* [What you are asked to do]
Answer these from the text on microbial symbiosis, one answer per line, numbered to match.
1. How many bacterial cells colonize mammals for life?
2. About how long ago was the hygiene hypothesis proposed?
3. Which societal advances does the closing question name?

* [Text]
####
The Sarkis Mazmanian Lab - Caltech Biology

We All Live In a Microbial World


Reflecting a growing medical crisis in Western societies, recent epidemiologic and clinical reports have revealed dramatic increases in the incidences of several immune disorders: inflammatory bowel disease, asthma, type 1 diabetes, and multiple sclerosis. The hygiene hypothesis proposed almost three decades ago speculated that these increases are the result of lifestyle changes and medical advances that reduce exposure to microbial pathogens. Microbial infections are, in fact, rare and opportunistic. In contrast, mammals are colonized for life with 100 trillion bacterial cells consisting of hundreds of microbial species, and the contributions of this enormous and diverse ecosystem to human health remain poorly understood.

Recent studies have launched a revolution in biology aimed at understanding how (and more importantly, why) mammals harbor multitudes of symbiotic bacteria. Our laboratory demonstrated for the first time the specific gut bacteria direct the development of the mammalian immune system and confer protection from intestinal diseases; thus fundamental aspects of health are absolutely dependent o microbial symbiosis. Astonishingly, the disorders whose incidences are increasing in Western countries involve a common immunologic defect found in the absence of intestinal bacteria. After eons of co-evolution with our microbial partners, have societal advances (including sanitation, 'western' diets, and antibiotics) paradoxically affected human health adversely by reducing our exposure to health-promoting bacteria?
####
* [Dataset extract]
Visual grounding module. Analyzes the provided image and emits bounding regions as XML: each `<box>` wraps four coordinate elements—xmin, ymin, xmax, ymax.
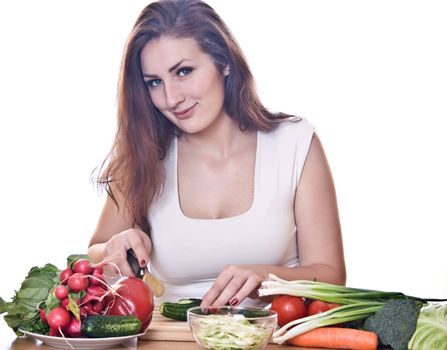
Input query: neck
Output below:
<box><xmin>179</xmin><ymin>116</ymin><xmax>247</xmax><ymax>158</ymax></box>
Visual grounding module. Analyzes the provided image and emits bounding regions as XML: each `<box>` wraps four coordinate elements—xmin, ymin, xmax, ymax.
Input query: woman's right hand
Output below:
<box><xmin>104</xmin><ymin>228</ymin><xmax>152</xmax><ymax>276</ymax></box>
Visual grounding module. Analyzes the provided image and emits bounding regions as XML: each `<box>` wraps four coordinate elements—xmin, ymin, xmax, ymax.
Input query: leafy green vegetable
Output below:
<box><xmin>194</xmin><ymin>315</ymin><xmax>272</xmax><ymax>350</ymax></box>
<box><xmin>0</xmin><ymin>264</ymin><xmax>59</xmax><ymax>335</ymax></box>
<box><xmin>408</xmin><ymin>304</ymin><xmax>447</xmax><ymax>350</ymax></box>
<box><xmin>364</xmin><ymin>299</ymin><xmax>422</xmax><ymax>350</ymax></box>
<box><xmin>67</xmin><ymin>254</ymin><xmax>90</xmax><ymax>269</ymax></box>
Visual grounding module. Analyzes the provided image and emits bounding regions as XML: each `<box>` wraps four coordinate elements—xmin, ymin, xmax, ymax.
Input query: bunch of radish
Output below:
<box><xmin>40</xmin><ymin>259</ymin><xmax>109</xmax><ymax>337</ymax></box>
<box><xmin>40</xmin><ymin>259</ymin><xmax>153</xmax><ymax>338</ymax></box>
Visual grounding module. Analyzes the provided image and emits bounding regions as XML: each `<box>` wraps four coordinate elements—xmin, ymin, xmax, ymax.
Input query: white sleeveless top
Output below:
<box><xmin>149</xmin><ymin>118</ymin><xmax>314</xmax><ymax>306</ymax></box>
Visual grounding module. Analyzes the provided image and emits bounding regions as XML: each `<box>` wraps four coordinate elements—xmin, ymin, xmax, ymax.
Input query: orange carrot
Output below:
<box><xmin>288</xmin><ymin>327</ymin><xmax>378</xmax><ymax>350</ymax></box>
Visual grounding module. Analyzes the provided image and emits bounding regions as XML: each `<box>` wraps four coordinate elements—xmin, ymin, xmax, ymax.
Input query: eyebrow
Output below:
<box><xmin>143</xmin><ymin>58</ymin><xmax>190</xmax><ymax>78</ymax></box>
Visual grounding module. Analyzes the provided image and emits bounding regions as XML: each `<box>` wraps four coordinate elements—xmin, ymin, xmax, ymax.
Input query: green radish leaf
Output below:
<box><xmin>67</xmin><ymin>254</ymin><xmax>90</xmax><ymax>269</ymax></box>
<box><xmin>67</xmin><ymin>294</ymin><xmax>81</xmax><ymax>321</ymax></box>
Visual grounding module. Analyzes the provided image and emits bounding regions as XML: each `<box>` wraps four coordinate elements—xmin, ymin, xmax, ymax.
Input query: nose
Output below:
<box><xmin>164</xmin><ymin>82</ymin><xmax>185</xmax><ymax>109</ymax></box>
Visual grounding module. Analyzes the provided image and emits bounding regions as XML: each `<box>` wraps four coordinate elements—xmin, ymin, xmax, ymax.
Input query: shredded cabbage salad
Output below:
<box><xmin>194</xmin><ymin>315</ymin><xmax>273</xmax><ymax>350</ymax></box>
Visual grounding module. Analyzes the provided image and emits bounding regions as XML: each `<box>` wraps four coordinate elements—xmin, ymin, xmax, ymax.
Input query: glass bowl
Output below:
<box><xmin>187</xmin><ymin>306</ymin><xmax>277</xmax><ymax>350</ymax></box>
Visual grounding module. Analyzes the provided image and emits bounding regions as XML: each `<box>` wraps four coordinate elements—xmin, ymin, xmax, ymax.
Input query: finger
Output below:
<box><xmin>211</xmin><ymin>276</ymin><xmax>247</xmax><ymax>307</ymax></box>
<box><xmin>104</xmin><ymin>247</ymin><xmax>134</xmax><ymax>276</ymax></box>
<box><xmin>200</xmin><ymin>270</ymin><xmax>233</xmax><ymax>308</ymax></box>
<box><xmin>226</xmin><ymin>276</ymin><xmax>260</xmax><ymax>306</ymax></box>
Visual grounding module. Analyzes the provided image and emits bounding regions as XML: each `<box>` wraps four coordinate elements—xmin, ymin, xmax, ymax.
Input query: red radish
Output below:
<box><xmin>92</xmin><ymin>300</ymin><xmax>104</xmax><ymax>314</ymax></box>
<box><xmin>68</xmin><ymin>273</ymin><xmax>88</xmax><ymax>293</ymax></box>
<box><xmin>80</xmin><ymin>303</ymin><xmax>93</xmax><ymax>317</ymax></box>
<box><xmin>50</xmin><ymin>328</ymin><xmax>61</xmax><ymax>337</ymax></box>
<box><xmin>73</xmin><ymin>259</ymin><xmax>93</xmax><ymax>275</ymax></box>
<box><xmin>81</xmin><ymin>293</ymin><xmax>99</xmax><ymax>305</ymax></box>
<box><xmin>59</xmin><ymin>268</ymin><xmax>73</xmax><ymax>284</ymax></box>
<box><xmin>54</xmin><ymin>284</ymin><xmax>68</xmax><ymax>300</ymax></box>
<box><xmin>39</xmin><ymin>309</ymin><xmax>48</xmax><ymax>323</ymax></box>
<box><xmin>92</xmin><ymin>265</ymin><xmax>104</xmax><ymax>275</ymax></box>
<box><xmin>47</xmin><ymin>306</ymin><xmax>71</xmax><ymax>329</ymax></box>
<box><xmin>61</xmin><ymin>298</ymin><xmax>70</xmax><ymax>309</ymax></box>
<box><xmin>64</xmin><ymin>317</ymin><xmax>82</xmax><ymax>338</ymax></box>
<box><xmin>107</xmin><ymin>276</ymin><xmax>154</xmax><ymax>331</ymax></box>
<box><xmin>87</xmin><ymin>286</ymin><xmax>106</xmax><ymax>297</ymax></box>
####
* [Answer]
1. 100 trillion
2. Almost three decades ago
3. Sanitation, 'western' diets, and antibiotics